Understanding cancer in our pets

Posted June 06, 2012, at 11:22 a.m.

On Saturday, June 9, Greater Bangor Bark For Life will be having a fundraising event for the American Cancer Society. Bark for Life is a fun, dog-centered adjunct to Relay for Life, celebrating the canine caregivers of human cancer patients. However, cancer affects dogs directly as well, and the event raises questions about cancer and cancer treatments for dogs.

While cancer is a serious disease in all its forms, it is good to know that there are many ways to help our beloved companions have good quality of life after diagnosis. Veazie Veterinary Clinic will have an information booth at the Bark for Life event where you can get more information, and also has a team walking in honor of their cancer patients.

Some information about cancer in pets

Pets are living longer than ever before, and because more pets are living into their senior years, we are seeing more cases of cancer. It is devastating to learn that your pet has cancer, but many types of cancer can be treated, or the quality of life improved.

The decision whether or not to go forward with cancer treatments can be a difficult one, and is one made by pet guardians with support from doctors. Veterinarians can consult with you about different approaches to cancer management and give you information about the best course of treatment for your pet.

Cancers are diseases caused by cells that are replicating out of control, forming a population of clones. The “parent” cell is a normal cell in the body, and the type of cancer is determined by the type of parent cell, such as a bone, skin, or a blood cell. Once the parent is identified, it tells us the “family” the cancer belongs to, and staging helps determine the prognosis and relative likelihood of the patient’s response.

**AIM OF THE EXERCISE**. Please transcribe the stretch of the pet cancer article from "While cancer is" through "their cancer patients." word for word.

[Dataset records]
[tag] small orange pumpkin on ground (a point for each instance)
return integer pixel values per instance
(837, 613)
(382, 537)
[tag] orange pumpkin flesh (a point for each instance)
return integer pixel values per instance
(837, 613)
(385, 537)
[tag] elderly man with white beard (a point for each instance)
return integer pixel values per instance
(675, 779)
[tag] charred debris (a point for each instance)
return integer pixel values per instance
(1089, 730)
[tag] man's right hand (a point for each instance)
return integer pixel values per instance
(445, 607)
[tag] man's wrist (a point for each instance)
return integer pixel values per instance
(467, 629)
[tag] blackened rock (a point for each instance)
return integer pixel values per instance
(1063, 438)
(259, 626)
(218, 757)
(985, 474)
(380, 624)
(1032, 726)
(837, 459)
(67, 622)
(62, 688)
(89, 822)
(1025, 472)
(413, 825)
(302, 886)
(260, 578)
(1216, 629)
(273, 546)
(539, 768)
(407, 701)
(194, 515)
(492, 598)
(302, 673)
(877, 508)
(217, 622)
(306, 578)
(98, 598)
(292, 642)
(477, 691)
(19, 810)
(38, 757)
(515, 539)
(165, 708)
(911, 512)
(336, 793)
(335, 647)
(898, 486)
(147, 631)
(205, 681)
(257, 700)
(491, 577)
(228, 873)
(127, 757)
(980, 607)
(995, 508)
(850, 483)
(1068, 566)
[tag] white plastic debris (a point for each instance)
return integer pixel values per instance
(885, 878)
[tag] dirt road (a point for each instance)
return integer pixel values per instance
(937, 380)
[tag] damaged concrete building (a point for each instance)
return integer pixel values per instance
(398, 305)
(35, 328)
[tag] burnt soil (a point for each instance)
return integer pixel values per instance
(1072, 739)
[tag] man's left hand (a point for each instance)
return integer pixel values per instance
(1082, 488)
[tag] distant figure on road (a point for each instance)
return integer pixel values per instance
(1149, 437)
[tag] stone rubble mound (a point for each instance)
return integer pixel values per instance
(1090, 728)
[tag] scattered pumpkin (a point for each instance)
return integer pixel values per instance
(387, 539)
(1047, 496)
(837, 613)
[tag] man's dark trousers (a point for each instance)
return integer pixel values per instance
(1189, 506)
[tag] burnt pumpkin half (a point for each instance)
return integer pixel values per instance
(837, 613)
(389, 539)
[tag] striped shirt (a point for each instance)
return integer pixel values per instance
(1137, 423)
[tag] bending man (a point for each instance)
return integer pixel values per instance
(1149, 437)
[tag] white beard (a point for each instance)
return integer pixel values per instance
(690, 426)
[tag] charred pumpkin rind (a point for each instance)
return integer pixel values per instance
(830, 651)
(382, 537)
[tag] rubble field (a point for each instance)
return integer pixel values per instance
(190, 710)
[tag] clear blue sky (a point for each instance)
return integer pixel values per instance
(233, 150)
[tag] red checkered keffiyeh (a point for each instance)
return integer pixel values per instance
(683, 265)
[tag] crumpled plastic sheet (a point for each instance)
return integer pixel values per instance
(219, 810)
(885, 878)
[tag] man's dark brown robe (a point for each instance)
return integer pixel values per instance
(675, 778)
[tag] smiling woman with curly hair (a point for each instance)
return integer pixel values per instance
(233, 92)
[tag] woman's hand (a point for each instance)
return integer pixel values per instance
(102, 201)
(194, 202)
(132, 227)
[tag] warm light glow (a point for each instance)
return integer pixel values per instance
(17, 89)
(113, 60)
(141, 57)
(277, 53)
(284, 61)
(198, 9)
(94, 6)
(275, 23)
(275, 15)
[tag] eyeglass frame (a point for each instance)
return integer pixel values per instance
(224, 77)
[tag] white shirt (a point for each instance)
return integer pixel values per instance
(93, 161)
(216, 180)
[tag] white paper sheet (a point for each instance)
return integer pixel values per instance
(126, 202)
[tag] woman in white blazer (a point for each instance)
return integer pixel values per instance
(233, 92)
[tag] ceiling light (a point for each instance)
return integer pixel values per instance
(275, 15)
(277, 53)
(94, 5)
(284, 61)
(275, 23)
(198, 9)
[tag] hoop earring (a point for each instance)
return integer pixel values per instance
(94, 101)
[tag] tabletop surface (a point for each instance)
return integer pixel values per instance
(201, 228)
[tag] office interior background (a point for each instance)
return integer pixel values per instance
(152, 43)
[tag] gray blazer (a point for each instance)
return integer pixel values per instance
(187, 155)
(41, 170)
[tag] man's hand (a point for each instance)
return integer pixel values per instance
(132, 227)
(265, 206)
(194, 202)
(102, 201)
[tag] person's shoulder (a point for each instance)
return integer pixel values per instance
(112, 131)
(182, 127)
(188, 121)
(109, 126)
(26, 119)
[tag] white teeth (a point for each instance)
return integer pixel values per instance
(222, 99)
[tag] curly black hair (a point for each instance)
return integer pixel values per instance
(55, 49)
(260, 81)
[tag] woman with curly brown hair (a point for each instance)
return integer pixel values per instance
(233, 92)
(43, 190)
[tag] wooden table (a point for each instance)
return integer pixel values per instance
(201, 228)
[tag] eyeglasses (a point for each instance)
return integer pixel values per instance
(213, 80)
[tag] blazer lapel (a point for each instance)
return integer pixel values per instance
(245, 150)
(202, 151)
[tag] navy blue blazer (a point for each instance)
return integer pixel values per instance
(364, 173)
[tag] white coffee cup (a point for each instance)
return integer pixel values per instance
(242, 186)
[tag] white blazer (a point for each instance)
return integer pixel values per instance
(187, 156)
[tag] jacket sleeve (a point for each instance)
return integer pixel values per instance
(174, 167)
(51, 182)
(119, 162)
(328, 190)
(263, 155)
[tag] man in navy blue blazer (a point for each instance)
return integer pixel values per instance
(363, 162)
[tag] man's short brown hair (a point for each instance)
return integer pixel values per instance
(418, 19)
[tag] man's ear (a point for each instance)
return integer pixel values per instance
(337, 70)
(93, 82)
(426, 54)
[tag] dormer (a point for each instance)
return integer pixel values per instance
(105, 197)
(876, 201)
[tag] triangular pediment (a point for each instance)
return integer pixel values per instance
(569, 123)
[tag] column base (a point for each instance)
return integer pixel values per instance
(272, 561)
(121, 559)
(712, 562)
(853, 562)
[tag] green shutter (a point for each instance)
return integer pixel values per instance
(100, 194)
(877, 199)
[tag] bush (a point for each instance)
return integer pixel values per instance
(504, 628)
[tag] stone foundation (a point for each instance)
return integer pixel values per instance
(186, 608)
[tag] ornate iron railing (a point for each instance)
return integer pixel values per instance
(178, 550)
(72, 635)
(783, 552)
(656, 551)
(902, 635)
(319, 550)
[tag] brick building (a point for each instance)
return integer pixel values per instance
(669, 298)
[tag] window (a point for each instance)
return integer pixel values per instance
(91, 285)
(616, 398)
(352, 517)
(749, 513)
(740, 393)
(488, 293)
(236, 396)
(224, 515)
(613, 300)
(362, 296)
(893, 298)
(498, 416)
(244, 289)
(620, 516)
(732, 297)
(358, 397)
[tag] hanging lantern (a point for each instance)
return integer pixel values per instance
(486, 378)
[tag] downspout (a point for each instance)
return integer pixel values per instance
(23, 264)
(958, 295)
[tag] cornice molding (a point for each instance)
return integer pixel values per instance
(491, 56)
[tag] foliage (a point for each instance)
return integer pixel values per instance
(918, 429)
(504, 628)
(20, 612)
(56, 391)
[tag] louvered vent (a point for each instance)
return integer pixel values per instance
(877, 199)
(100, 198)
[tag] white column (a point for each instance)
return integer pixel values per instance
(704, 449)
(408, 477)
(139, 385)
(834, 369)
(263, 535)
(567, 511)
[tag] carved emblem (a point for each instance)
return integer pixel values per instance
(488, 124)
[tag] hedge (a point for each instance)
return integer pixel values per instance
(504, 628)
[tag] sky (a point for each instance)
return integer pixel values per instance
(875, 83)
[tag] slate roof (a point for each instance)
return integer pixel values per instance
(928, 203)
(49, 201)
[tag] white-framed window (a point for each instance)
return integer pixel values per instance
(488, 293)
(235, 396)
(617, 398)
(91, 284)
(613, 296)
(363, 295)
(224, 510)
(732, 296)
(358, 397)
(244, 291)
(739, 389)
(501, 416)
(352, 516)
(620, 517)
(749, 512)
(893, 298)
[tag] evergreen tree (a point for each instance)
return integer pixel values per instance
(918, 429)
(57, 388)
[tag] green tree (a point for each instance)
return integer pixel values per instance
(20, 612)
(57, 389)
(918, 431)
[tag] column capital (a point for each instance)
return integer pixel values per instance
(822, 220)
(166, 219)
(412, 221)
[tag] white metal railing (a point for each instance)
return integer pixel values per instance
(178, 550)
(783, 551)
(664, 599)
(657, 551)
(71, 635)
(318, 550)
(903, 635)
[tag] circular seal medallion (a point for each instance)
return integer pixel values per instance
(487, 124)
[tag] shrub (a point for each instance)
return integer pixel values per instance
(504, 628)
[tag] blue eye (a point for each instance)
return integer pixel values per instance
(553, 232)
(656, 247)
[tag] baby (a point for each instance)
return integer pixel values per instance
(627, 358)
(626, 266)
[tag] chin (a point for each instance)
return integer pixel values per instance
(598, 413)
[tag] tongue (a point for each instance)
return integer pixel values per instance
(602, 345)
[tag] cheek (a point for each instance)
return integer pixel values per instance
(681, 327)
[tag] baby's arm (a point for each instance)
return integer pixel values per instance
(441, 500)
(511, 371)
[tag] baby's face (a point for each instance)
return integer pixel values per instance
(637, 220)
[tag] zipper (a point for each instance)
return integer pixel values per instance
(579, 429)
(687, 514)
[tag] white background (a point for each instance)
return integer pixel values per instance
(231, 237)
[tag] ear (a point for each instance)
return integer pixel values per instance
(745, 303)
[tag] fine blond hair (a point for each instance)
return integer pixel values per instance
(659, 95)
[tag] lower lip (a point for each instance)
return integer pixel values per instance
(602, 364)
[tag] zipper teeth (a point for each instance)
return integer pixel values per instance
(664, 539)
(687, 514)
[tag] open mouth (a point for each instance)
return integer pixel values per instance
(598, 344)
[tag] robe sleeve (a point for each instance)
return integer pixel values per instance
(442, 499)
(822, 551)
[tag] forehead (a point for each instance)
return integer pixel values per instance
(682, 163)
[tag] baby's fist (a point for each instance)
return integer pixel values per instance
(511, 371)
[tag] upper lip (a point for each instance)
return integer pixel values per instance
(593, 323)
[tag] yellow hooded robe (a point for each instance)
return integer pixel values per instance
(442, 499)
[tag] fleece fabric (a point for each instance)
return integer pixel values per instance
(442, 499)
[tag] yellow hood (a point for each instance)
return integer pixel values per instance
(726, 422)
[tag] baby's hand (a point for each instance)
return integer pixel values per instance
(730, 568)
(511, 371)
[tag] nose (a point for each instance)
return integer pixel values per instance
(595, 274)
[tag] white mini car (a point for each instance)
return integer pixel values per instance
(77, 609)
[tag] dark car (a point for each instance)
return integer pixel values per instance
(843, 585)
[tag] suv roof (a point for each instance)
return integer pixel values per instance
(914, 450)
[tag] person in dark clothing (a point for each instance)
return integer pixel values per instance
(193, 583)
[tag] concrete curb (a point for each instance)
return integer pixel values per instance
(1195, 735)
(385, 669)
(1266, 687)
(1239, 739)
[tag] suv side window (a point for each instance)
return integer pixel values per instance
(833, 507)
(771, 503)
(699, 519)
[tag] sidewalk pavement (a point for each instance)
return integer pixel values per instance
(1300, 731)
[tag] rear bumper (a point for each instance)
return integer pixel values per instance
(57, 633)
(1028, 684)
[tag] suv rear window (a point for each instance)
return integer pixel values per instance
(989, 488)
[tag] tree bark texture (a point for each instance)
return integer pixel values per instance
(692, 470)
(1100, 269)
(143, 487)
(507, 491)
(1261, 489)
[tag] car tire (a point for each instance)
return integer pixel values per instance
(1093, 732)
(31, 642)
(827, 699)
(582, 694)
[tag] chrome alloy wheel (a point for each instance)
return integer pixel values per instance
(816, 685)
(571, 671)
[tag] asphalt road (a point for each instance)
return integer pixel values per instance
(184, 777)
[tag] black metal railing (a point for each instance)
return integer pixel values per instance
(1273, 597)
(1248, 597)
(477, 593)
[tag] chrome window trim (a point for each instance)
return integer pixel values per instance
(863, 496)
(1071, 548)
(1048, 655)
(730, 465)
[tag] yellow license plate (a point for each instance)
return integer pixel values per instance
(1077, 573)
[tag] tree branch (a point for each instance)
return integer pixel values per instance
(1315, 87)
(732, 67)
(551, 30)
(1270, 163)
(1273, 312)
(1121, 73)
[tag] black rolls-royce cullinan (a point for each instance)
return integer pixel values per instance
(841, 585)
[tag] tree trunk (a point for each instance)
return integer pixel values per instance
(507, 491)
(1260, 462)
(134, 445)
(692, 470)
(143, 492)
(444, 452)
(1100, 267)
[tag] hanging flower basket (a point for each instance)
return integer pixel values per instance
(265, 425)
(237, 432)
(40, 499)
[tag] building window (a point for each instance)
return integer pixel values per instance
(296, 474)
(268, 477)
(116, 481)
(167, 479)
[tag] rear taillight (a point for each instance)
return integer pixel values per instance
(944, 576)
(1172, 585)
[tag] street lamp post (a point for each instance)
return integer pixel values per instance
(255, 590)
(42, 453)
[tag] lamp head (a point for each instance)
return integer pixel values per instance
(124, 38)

**YOUR RESPONSE**.
While cancer is a serious disease in all its forms, it is good to know that there are many ways to help our beloved companions have good quality of life after diagnosis. Veazie Veterinary Clinic will have an information booth at the Bark for Life event where you can get more information, and also has a team walking in honor of their cancer patients.